- Brano riportato
__________________________________________________

Alessandro Frisiani (1584 circa – 1662)

Pittore lombardo, Ritratto di Alessandro Frisiani, terzo quarto del XVII secolo

Con testamento 26 marzo 1662, il rev. Alessandro Frisiani nominava la Scuola dei Poveri Infermi erede delle proprie sostanze, con il legato di 100 lire annue per dote di una ragazza nubile e di buona fama della famiglia Frisiani o, in difetto, della parrocchia di San Simpliciano, e con l’indicazione di vendere i mobili e di conservare ed affittare gl’immobili a proprio beneficio: un’eredità che, per la perdita della coeva contabilità del Luogo pio, non è possibile quantificare con precisione, ma che comunque non doveva comprendere molto oltre alle due case poste nei pressi di San Simpliciano, una in Contrada del Passetto (attuale Via Garibaldi n. 44) e l’altra in Contrada del Guasto (Via Anfiteatro n. 14), valutate nel 1764 rispettivamente 3.100 e 4.000 lire.

__________________________________________________

Voci di puntamento ed etichettatura:
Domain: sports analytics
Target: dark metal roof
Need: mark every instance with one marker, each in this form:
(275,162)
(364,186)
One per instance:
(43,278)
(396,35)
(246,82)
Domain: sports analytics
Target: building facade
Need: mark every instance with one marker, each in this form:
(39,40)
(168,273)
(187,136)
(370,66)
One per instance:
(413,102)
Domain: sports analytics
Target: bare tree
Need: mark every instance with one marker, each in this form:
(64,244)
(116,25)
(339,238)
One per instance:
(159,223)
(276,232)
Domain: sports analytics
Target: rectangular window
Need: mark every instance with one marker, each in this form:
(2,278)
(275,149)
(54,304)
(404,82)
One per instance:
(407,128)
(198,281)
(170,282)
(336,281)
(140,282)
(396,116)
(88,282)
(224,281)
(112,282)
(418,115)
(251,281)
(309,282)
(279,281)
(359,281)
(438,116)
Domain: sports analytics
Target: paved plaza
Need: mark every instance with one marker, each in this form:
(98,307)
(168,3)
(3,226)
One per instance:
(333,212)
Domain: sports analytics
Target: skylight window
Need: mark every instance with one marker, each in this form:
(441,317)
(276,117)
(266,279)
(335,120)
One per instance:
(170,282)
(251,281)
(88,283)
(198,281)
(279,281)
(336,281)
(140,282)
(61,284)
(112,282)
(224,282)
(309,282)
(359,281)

__________________________________________________

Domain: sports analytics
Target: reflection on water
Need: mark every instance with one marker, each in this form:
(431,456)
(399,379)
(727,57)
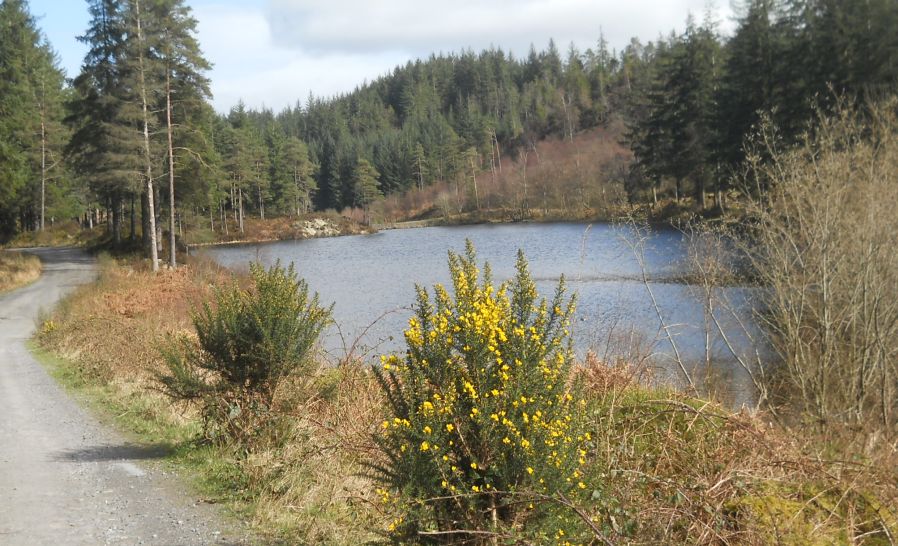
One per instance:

__________________________________________________

- Attività da svolgere
• a. Trascrivi per intero il brano su Alessandro Frisiani, senza cambiare nulla.
• b. Indica quante righe dei record contengono la stringa "Target", rispondendo soltanto con il numero.
Il brano e i record provengono da fonti diverse.

- Risultati per compito
• a.
Alessandro Frisiani (1584 circa – 1662)

Pittore lombardo, Ritratto di Alessandro Frisiani, terzo quarto del XVII secolo

Con testamento 26 marzo 1662, il rev. Alessandro Frisiani nominava la Scuola dei Poveri Infermi erede delle proprie sostanze, con il legato di 100 lire annue per dote di una ragazza nubile e di buona fama della famiglia Frisiani o, in difetto, della parrocchia di San Simpliciano, e con l’indicazione di vendere i mobili e di conservare ed affittare gl’immobili a proprio beneficio: un’eredità che, per la perdita della coeva contabilità del Luogo pio, non è possibile quantificare con precisione, ma che comunque non doveva comprendere molto oltre alle due case poste nei pressi di San Simpliciano, una in Contrada del Passetto (attuale Via Garibaldi n. 44) e l’altra in Contrada del Guasto (Via Anfiteatro n. 14), valutate nel 1764 rispettivamente 3.100 e 4.000 lire.

• b. 7